#### SELECTED EXTRACT ####
Hashing

Hashing is one of the most useful ideas in coding interviews and system design. In coding interviews, it powers hash maps, sets, frequency counting, grouping, and fast lookup. In system design, it helps distribute keys across servers, shards, caches, and streams.

This page starts from first principles and builds toward practical interview use.


1. What Is Hashing?

Hashing converts an input, often called a key, into a fixed-size or numeric value using a hash function.

key -> hash function -> hash value

Examples:

"abc"      -> hash function -> some number
"user_123" -> hash function -> some number
"file.png" -> hash function -> some number

For deterministic hashing, the same input should produce the same output:

hash("abc") = 96354
hash("abc") = 96354
hash("abc") = 96354

Important ideas:

"abc"  -> hash -> 42
"xyz"  -> hash -> 42

collision: two different keys produced the same hash value

In interviews, hashing usually means: “Can I turn this value into something I can look up quickly?”


2. What Does serverIndex = hash % N Mean?
#### STORED ROWS ####
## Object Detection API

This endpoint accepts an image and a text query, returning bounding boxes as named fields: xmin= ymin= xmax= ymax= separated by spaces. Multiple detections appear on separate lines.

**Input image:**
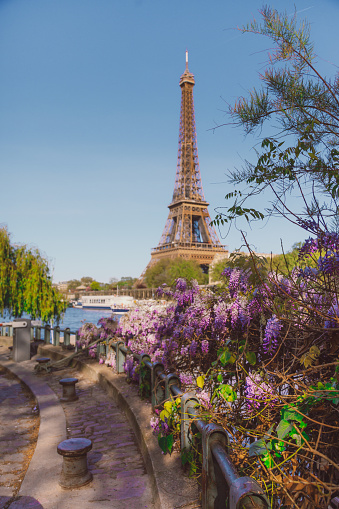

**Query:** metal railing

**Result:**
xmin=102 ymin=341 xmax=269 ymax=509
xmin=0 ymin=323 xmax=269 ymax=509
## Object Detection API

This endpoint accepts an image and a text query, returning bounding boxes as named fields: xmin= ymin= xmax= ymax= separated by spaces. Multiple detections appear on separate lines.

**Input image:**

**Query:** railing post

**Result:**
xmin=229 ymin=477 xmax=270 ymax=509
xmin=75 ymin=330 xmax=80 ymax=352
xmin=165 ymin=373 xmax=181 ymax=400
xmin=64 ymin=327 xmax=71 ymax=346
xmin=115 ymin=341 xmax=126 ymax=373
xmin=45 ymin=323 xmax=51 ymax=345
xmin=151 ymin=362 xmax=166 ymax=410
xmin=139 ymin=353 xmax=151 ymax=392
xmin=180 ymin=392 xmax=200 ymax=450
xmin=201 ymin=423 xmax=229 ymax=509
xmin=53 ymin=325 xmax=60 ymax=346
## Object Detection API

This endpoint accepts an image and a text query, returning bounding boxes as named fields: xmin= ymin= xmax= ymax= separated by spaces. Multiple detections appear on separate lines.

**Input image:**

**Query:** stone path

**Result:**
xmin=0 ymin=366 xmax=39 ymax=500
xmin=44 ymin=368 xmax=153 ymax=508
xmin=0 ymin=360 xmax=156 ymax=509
####
> WHAT IS ASKED
a: According to the hashing page, what does hashing power in coding interviews? List each item.
b: Reproduce the rows from their start down through the line containing "xmin=53 ymin=325 xmax=60 ymax=346", both ends included, leaving out any pictures.

> COMPLETED EXERCISE
a:
- hash maps
- sets
- frequency counting
- grouping
- fast lookup

b:
## Object Detection API

This endpoint accepts an image and a text query, returning bounding boxes as named fields: xmin= ymin= xmax= ymax= separated by spaces. Multiple detections appear on separate lines.

**Input image:**

**Query:** metal railing

**Result:**
xmin=102 ymin=341 xmax=269 ymax=509
xmin=0 ymin=323 xmax=269 ymax=509
## Object Detection API

This endpoint accepts an image and a text query, returning bounding boxes as named fields: xmin= ymin= xmax= ymax= separated by spaces. Multiple detections appear on separate lines.

**Input image:**

**Query:** railing post

**Result:**
xmin=229 ymin=477 xmax=270 ymax=509
xmin=75 ymin=330 xmax=80 ymax=352
xmin=165 ymin=373 xmax=181 ymax=400
xmin=64 ymin=327 xmax=71 ymax=346
xmin=115 ymin=341 xmax=126 ymax=373
xmin=45 ymin=323 xmax=51 ymax=345
xmin=151 ymin=362 xmax=166 ymax=410
xmin=139 ymin=353 xmax=151 ymax=392
xmin=180 ymin=392 xmax=200 ymax=450
xmin=201 ymin=423 xmax=229 ymax=509
xmin=53 ymin=325 xmax=60 ymax=346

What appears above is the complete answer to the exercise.